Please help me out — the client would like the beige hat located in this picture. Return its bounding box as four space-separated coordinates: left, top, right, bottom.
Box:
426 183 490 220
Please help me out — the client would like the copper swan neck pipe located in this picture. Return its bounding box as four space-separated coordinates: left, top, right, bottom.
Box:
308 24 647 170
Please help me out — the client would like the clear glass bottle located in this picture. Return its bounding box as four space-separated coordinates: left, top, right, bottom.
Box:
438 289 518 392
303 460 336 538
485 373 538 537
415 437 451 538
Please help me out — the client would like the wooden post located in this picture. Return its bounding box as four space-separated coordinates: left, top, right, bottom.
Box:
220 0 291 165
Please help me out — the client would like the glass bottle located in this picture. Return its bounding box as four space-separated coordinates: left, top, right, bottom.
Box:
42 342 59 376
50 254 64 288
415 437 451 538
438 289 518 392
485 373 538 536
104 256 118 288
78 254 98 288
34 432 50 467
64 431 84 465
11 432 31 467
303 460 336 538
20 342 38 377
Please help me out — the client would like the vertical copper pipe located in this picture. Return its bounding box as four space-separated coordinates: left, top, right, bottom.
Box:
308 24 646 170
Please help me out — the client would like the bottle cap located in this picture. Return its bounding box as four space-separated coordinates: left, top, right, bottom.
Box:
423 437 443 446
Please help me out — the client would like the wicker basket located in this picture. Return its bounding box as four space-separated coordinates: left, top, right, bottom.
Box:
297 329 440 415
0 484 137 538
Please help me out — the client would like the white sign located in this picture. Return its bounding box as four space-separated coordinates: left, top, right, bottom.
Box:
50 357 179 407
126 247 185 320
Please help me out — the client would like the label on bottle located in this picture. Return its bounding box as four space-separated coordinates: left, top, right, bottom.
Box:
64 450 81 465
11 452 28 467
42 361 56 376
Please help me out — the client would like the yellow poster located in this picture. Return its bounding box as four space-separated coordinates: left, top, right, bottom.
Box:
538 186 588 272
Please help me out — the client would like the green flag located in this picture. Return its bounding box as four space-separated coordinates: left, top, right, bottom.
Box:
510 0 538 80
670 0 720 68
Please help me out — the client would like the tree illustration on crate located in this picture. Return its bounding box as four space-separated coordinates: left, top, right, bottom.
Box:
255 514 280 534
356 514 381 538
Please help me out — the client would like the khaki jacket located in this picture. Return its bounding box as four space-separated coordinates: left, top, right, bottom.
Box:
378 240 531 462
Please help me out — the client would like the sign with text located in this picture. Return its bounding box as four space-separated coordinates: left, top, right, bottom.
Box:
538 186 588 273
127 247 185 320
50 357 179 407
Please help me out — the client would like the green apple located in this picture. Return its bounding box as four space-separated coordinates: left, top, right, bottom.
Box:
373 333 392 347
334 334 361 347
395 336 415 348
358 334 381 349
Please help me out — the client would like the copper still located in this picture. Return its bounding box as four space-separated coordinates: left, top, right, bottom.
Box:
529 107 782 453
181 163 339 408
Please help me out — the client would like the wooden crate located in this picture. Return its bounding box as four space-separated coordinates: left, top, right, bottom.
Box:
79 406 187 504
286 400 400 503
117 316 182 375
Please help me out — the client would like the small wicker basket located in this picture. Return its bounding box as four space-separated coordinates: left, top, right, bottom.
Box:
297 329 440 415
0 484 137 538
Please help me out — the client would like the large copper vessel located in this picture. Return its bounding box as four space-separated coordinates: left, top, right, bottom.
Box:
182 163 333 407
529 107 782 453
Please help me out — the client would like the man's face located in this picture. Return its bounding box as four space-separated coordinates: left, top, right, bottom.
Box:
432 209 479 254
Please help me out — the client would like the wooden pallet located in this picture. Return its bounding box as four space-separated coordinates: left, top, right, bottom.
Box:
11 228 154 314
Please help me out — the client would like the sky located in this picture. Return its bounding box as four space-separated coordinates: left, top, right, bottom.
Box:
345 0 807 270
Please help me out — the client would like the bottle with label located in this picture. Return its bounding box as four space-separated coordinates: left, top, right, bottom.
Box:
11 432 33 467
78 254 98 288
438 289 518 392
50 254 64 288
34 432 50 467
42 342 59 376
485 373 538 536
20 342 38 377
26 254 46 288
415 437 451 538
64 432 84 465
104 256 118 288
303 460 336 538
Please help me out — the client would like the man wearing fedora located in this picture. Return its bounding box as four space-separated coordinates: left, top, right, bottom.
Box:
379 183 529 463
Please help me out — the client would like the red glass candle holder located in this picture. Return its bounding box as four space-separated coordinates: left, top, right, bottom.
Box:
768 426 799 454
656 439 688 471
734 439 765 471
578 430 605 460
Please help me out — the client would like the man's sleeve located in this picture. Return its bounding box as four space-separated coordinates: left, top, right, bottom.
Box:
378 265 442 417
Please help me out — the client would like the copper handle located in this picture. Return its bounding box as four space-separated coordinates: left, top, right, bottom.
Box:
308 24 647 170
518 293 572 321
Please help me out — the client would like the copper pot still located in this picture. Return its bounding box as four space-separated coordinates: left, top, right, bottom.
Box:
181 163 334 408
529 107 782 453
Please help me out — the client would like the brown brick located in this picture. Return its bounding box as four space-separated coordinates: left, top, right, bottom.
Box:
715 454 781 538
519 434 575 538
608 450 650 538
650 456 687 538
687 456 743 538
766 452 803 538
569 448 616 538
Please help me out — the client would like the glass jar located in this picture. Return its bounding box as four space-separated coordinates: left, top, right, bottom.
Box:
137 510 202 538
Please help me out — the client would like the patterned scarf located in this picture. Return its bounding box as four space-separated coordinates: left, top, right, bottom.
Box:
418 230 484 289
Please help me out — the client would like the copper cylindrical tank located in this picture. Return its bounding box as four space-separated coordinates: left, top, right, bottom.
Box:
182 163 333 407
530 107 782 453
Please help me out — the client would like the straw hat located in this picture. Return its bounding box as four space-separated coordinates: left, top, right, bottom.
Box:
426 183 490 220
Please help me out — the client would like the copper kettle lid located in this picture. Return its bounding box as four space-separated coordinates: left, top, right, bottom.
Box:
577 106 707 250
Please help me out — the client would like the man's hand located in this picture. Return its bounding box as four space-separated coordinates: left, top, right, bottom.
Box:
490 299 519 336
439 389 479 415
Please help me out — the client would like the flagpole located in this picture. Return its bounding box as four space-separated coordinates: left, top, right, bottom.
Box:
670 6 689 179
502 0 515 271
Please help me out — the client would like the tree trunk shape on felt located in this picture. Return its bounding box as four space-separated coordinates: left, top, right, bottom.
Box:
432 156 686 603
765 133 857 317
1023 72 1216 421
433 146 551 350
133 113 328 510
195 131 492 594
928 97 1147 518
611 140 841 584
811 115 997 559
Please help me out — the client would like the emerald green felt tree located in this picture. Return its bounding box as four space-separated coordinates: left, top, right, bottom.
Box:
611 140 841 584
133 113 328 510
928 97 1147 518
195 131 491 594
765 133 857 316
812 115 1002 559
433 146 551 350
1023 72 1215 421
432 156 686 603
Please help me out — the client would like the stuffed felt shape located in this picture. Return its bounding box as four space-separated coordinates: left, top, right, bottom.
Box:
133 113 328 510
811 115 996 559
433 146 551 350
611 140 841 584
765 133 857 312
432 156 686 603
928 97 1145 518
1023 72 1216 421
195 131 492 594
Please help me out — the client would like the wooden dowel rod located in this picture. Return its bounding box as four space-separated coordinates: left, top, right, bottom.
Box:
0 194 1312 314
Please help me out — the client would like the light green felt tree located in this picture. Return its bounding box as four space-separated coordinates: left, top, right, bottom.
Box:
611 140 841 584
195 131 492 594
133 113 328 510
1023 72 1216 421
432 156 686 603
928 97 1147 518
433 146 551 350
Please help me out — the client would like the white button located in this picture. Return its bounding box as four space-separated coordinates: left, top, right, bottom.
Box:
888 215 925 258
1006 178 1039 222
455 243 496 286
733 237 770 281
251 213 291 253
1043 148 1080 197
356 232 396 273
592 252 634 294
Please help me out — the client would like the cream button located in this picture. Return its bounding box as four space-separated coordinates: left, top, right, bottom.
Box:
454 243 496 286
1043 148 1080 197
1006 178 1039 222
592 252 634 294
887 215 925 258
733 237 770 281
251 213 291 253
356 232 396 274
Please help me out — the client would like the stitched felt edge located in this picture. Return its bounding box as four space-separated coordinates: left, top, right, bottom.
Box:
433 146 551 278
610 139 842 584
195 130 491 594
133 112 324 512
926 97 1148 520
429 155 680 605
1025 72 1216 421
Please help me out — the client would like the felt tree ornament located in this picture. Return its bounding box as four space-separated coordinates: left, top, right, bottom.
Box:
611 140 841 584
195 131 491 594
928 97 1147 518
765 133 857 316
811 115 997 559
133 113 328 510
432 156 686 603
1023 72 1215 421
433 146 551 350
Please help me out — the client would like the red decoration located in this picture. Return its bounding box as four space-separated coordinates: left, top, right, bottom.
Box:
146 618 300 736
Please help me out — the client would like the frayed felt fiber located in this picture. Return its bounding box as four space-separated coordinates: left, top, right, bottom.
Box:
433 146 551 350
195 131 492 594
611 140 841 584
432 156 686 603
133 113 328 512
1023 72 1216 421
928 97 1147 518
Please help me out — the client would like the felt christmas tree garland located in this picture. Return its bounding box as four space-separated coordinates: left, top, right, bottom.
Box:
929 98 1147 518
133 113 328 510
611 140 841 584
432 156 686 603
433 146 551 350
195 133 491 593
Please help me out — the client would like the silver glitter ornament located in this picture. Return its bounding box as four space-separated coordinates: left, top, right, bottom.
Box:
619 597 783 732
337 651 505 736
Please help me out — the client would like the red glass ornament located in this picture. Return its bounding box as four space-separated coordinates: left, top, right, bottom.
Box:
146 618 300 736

**Short exercise**
Copy out the records exactly, starting with the line that contains "Please help me out — the client would like the clear" and ending with the line that contains "220 0 291 165", including both of those lines.

**Response**
Please help me out — the client would like the clear glass bottle located in this picture. Return its bounding box as four space-separated coordinates: left, top, right, bottom.
Box:
438 289 518 392
303 460 336 538
485 373 538 537
415 437 451 538
Please help me out — the client would like the wooden post located in this picture. Return its bounding box as four space-separated coordinates: left, top, right, bottom.
Box:
220 0 291 165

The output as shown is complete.